▶ [What is expected] Rewrite everything in the items below from the line containing "Study the scene above and determine whether any green" down to the line containing "xmin=118 ymin=418 xmax=125 ymax=434", both included, as a numbered list with blank lines left out. List only those lines.

── Dataset records ──

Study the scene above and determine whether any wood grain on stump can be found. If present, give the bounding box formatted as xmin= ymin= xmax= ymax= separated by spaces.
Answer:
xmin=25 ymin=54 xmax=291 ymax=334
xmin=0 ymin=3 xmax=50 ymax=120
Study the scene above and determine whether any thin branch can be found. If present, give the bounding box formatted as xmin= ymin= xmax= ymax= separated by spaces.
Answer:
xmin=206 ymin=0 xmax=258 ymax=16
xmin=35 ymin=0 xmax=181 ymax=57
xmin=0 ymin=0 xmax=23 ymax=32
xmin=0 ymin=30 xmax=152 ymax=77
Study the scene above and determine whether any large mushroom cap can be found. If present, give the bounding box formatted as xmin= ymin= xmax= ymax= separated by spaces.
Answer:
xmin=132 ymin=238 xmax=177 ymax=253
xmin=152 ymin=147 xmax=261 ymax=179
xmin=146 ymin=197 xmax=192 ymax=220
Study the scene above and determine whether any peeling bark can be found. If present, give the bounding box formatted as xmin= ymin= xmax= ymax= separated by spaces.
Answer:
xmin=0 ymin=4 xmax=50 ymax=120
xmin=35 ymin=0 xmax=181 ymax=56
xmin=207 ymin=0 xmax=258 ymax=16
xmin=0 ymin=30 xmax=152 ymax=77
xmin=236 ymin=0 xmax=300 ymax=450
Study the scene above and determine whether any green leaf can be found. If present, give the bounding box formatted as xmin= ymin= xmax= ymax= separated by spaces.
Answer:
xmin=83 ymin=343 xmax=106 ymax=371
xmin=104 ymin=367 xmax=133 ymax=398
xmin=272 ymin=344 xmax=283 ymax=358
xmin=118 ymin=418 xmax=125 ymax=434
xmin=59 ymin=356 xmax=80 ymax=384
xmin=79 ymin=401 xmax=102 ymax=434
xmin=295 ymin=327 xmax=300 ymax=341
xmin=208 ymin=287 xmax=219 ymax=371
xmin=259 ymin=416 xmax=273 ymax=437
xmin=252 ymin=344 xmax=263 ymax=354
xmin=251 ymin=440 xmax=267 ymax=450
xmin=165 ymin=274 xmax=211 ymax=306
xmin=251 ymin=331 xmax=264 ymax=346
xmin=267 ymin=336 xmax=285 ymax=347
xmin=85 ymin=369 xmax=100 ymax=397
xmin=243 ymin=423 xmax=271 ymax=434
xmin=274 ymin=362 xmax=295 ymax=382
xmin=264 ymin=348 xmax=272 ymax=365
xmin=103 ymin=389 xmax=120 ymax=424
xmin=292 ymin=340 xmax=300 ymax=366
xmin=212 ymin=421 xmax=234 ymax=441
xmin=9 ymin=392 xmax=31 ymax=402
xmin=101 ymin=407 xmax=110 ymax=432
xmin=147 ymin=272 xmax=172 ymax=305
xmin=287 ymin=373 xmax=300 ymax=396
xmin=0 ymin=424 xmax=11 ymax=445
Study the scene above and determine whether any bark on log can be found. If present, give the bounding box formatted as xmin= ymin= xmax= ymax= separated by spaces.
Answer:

───

▶ [Correct answer]
1. Study the scene above and determine whether any green leaf can be found. If present, give the bounding box formatted as xmin= ymin= xmax= ymax= separated by spaces.
2. Answer:
3. xmin=83 ymin=343 xmax=106 ymax=371
4. xmin=104 ymin=367 xmax=133 ymax=398
5. xmin=272 ymin=344 xmax=283 ymax=358
6. xmin=118 ymin=418 xmax=125 ymax=434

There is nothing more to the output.